▶ AIM
Please copy the part of the listing that opens with the line containing "the fox's teeth" and closes at the end of the listing, reproducing every line without any change.

===

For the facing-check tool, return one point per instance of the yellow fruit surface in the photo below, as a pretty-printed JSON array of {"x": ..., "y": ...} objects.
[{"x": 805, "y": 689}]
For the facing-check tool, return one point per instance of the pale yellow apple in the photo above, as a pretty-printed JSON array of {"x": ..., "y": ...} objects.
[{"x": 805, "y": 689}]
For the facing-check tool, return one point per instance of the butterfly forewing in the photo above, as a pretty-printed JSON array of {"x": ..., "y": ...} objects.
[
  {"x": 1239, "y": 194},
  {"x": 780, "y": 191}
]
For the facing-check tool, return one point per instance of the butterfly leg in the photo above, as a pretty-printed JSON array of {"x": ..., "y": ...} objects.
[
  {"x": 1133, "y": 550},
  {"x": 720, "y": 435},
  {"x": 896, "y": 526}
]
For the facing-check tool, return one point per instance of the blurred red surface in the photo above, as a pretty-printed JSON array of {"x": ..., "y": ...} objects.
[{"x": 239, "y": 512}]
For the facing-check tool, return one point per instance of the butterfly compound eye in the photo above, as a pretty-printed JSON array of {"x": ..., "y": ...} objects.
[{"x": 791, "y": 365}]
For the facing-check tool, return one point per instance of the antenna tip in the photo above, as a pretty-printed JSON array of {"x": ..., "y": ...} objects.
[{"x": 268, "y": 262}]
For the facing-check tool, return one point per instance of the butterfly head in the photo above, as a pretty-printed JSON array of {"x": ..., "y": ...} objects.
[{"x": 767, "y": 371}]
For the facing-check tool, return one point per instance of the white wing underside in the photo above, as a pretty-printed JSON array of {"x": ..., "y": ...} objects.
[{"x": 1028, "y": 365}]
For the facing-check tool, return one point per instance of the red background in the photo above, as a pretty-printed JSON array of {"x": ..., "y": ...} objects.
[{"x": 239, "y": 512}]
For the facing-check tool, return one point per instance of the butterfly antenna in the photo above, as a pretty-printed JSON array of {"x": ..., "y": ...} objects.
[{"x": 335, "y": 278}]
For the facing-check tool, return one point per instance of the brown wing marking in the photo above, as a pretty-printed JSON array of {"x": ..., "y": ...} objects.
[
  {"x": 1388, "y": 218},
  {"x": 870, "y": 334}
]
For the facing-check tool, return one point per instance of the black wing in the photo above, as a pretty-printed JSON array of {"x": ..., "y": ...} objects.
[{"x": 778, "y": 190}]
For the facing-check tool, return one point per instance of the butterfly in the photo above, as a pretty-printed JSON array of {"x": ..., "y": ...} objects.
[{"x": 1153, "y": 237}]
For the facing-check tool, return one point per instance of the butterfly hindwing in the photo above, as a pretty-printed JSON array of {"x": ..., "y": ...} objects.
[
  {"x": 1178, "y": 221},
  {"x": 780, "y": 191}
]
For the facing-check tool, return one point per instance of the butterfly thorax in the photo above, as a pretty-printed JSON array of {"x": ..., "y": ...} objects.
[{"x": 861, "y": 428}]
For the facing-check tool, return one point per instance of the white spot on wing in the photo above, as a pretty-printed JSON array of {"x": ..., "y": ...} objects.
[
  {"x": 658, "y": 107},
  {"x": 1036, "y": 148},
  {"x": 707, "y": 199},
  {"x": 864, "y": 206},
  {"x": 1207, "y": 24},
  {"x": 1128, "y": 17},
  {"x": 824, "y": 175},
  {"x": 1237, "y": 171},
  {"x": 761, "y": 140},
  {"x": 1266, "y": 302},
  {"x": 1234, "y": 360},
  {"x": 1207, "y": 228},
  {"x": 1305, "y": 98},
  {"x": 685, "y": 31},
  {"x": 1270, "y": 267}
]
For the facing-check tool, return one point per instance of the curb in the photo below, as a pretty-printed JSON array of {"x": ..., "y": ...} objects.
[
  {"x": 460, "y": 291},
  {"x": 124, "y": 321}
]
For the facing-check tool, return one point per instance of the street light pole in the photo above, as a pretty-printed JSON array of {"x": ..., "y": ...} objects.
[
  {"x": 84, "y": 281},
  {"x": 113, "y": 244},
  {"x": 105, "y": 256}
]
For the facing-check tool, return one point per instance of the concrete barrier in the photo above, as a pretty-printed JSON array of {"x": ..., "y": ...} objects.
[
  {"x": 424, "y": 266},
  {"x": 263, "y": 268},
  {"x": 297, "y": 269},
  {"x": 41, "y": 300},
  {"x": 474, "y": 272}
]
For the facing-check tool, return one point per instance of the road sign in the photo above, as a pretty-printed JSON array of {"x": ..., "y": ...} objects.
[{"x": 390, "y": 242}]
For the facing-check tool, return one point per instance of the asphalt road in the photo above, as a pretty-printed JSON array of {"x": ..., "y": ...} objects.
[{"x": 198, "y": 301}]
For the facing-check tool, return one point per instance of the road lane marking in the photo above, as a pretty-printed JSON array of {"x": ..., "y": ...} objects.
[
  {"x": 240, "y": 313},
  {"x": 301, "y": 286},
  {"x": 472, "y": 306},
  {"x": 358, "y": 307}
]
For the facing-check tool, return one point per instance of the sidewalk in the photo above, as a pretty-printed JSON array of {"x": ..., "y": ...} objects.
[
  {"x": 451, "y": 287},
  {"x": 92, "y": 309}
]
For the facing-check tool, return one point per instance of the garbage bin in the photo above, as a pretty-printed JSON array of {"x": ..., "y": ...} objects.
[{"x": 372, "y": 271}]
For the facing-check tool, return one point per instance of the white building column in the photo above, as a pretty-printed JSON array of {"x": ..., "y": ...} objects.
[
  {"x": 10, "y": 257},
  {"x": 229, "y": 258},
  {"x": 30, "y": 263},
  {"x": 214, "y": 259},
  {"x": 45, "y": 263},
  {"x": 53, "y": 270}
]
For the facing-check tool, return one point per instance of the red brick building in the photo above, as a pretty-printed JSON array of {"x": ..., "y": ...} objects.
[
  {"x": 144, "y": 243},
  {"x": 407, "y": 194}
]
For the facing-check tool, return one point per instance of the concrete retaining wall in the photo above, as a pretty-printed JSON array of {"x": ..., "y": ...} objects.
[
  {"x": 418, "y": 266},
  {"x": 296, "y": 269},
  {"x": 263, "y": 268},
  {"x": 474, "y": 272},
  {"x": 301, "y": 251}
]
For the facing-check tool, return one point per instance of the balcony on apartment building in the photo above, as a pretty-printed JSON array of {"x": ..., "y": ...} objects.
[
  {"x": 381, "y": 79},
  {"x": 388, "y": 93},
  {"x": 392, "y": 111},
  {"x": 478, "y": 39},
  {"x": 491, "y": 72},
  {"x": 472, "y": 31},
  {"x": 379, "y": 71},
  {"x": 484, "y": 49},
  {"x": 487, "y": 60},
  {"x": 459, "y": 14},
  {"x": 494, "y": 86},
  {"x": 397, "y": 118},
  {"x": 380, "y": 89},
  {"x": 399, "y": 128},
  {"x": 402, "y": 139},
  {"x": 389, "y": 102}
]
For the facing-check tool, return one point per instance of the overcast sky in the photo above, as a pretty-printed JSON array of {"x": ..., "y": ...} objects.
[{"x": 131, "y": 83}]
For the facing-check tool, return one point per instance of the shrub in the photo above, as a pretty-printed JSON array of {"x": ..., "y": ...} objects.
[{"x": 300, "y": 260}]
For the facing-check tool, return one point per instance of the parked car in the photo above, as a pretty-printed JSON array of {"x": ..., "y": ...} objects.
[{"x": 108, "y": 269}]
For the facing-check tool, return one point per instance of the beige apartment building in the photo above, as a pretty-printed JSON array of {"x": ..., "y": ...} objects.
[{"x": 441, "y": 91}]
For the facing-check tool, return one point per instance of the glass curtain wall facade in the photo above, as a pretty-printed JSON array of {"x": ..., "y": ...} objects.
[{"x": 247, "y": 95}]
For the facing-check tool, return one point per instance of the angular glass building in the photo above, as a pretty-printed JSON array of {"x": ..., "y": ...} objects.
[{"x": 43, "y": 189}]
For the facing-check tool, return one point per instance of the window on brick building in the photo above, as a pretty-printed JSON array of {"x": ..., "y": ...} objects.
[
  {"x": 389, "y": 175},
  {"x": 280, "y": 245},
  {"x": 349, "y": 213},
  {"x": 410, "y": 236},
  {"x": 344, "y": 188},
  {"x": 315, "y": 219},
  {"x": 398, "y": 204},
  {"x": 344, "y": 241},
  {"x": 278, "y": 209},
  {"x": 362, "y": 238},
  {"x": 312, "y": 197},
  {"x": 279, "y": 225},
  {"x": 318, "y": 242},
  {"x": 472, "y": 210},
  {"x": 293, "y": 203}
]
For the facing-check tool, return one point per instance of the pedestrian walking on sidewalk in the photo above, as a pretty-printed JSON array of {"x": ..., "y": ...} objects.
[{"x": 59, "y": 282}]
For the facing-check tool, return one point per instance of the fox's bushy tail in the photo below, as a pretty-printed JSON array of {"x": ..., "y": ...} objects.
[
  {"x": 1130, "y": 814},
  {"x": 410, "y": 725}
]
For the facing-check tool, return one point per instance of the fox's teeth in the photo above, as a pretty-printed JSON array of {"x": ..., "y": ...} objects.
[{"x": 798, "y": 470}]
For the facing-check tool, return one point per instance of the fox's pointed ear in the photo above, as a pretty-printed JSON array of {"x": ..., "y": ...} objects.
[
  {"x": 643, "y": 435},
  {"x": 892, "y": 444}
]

===

▶ SOLUTION TO THIS PROBLEM
For the facing-check tool, return one point per instance of the fox's teeth in the photo above, as a pretty-printed JSON array of {"x": ..., "y": ...} objects.
[{"x": 798, "y": 470}]
For the facing-check tool, return one point per instance of the fox's pointed ear in the photo above, as a pretty-printed JSON array of {"x": ..., "y": ...} objects.
[
  {"x": 643, "y": 435},
  {"x": 892, "y": 444}
]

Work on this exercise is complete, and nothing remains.